WORK TASK
Look through the material beneath and copy each line with the word "bare".

________________________________________

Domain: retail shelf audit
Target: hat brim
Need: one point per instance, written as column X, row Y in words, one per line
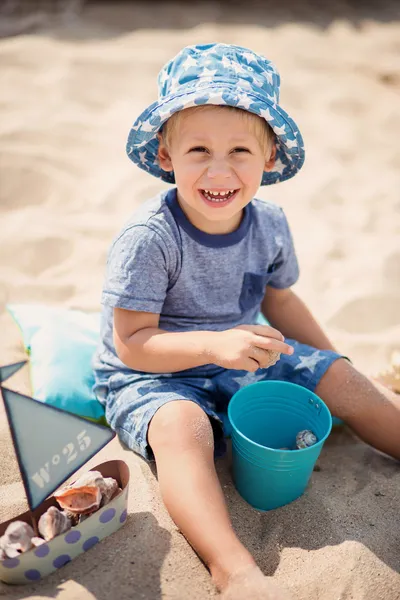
column 142, row 144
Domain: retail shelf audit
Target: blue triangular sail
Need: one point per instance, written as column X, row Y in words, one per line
column 50, row 444
column 9, row 370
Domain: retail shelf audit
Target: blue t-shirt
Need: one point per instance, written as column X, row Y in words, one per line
column 163, row 264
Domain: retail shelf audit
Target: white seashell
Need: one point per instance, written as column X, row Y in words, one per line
column 17, row 539
column 52, row 523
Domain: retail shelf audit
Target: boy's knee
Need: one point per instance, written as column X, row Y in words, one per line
column 180, row 424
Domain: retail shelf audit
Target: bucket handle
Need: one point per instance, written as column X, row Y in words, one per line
column 316, row 404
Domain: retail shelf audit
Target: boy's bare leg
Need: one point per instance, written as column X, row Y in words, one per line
column 181, row 437
column 370, row 409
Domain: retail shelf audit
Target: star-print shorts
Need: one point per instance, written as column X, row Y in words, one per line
column 134, row 398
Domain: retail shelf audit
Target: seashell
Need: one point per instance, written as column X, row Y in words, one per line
column 109, row 488
column 305, row 439
column 52, row 523
column 273, row 357
column 79, row 500
column 87, row 493
column 37, row 541
column 17, row 539
column 391, row 376
column 73, row 517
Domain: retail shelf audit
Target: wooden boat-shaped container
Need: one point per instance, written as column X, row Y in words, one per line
column 51, row 555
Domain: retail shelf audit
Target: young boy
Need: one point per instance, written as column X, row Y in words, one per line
column 186, row 281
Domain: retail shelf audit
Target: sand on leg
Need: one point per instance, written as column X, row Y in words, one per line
column 181, row 438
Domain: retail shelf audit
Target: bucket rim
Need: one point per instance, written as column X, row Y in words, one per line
column 286, row 384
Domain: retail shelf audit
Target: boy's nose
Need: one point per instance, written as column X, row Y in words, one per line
column 219, row 169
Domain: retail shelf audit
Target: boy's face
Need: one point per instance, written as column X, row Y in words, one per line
column 215, row 151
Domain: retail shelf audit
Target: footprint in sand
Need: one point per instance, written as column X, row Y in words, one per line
column 35, row 256
column 391, row 270
column 368, row 315
column 28, row 182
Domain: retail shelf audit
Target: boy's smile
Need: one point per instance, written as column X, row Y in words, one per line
column 218, row 198
column 218, row 162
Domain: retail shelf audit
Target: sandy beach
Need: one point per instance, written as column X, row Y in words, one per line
column 72, row 81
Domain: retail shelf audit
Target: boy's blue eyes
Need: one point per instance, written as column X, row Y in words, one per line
column 203, row 149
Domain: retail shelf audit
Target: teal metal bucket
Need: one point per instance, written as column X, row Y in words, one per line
column 266, row 417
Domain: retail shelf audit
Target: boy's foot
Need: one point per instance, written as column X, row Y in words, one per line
column 251, row 584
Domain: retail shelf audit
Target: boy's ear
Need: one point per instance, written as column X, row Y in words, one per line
column 163, row 155
column 269, row 164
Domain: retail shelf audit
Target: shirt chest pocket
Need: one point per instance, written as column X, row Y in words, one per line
column 253, row 290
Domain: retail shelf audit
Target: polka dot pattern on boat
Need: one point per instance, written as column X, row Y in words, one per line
column 61, row 560
column 72, row 537
column 90, row 543
column 10, row 563
column 107, row 515
column 123, row 516
column 42, row 550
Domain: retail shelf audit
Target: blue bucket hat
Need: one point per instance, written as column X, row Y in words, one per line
column 223, row 75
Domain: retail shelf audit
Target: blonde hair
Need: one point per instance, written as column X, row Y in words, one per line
column 257, row 125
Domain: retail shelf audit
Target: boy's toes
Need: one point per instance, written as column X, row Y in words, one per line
column 253, row 585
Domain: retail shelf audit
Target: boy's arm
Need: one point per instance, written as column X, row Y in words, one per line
column 287, row 313
column 142, row 346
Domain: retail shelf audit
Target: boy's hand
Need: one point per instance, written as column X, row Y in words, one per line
column 247, row 347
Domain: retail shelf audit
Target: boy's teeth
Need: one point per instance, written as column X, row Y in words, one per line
column 218, row 196
column 221, row 193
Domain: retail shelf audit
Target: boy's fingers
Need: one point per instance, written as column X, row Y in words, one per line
column 272, row 344
column 266, row 331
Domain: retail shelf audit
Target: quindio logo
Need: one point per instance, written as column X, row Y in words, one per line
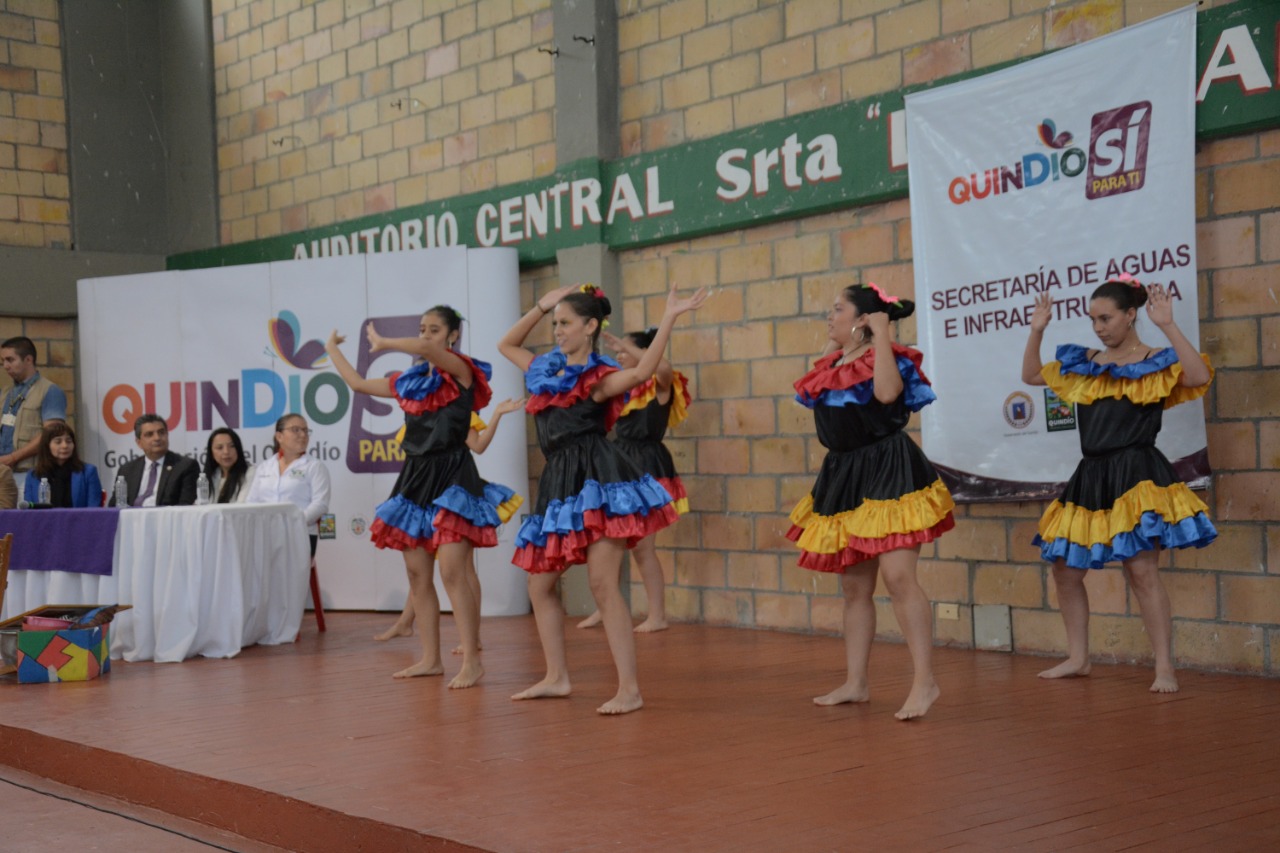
column 1115, row 162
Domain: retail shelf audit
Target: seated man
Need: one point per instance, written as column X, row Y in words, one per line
column 158, row 478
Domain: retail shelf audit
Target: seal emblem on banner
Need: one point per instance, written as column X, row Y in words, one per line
column 1019, row 410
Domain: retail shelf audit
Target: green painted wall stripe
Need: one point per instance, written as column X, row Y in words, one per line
column 830, row 159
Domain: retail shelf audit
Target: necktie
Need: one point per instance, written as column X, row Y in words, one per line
column 151, row 484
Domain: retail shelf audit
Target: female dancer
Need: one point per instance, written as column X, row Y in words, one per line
column 1124, row 501
column 657, row 404
column 877, row 497
column 479, row 438
column 439, row 506
column 592, row 502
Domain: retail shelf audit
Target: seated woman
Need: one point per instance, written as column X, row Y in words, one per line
column 228, row 471
column 292, row 477
column 72, row 482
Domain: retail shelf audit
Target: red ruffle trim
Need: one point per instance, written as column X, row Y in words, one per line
column 570, row 550
column 448, row 527
column 447, row 392
column 580, row 391
column 823, row 377
column 860, row 550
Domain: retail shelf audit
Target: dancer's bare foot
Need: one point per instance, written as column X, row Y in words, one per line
column 467, row 676
column 846, row 692
column 1068, row 669
column 545, row 689
column 621, row 703
column 393, row 632
column 421, row 667
column 919, row 701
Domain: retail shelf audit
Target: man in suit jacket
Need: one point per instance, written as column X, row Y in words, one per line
column 158, row 478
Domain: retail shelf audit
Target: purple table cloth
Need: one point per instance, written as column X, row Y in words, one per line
column 78, row 541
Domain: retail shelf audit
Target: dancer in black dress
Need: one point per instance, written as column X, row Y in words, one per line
column 652, row 406
column 592, row 502
column 439, row 506
column 1124, row 502
column 877, row 497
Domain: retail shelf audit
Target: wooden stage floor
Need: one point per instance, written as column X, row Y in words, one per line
column 314, row 747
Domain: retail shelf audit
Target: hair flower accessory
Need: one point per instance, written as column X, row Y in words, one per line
column 885, row 297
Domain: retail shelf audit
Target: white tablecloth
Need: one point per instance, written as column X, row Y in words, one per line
column 202, row 580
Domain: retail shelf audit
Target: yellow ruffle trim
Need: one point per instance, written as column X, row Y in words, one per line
column 647, row 392
column 922, row 510
column 1087, row 528
column 1155, row 387
column 507, row 509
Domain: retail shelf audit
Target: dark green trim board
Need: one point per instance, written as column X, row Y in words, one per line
column 835, row 158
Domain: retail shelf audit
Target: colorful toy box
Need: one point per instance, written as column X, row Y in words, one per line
column 63, row 655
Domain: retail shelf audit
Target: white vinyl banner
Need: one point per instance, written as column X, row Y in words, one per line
column 241, row 346
column 1048, row 176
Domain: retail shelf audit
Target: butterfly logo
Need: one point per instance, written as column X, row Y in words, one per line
column 1051, row 137
column 284, row 333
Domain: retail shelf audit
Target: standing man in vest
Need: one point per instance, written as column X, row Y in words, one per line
column 32, row 402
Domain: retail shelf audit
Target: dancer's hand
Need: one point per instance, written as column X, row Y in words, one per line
column 375, row 341
column 677, row 305
column 547, row 302
column 1043, row 311
column 1160, row 305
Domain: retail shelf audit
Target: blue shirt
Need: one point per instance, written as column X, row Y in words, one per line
column 53, row 409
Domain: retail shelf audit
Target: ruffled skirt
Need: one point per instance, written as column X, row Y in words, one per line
column 1120, row 505
column 586, row 492
column 654, row 459
column 440, row 498
column 871, row 501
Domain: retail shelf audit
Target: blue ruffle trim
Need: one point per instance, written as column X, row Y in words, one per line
column 917, row 392
column 405, row 515
column 1151, row 533
column 634, row 497
column 1075, row 359
column 544, row 374
column 424, row 379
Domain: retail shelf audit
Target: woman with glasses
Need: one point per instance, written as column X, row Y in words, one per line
column 292, row 477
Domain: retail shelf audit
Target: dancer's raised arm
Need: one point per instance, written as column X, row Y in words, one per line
column 624, row 381
column 512, row 345
column 430, row 345
column 1032, row 364
column 1160, row 309
column 357, row 383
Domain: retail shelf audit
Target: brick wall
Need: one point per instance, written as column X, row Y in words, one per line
column 333, row 109
column 695, row 68
column 35, row 192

________________________________________

RESPONSE BELOW
Target: boy's bare leg
Target: dancer's bare foot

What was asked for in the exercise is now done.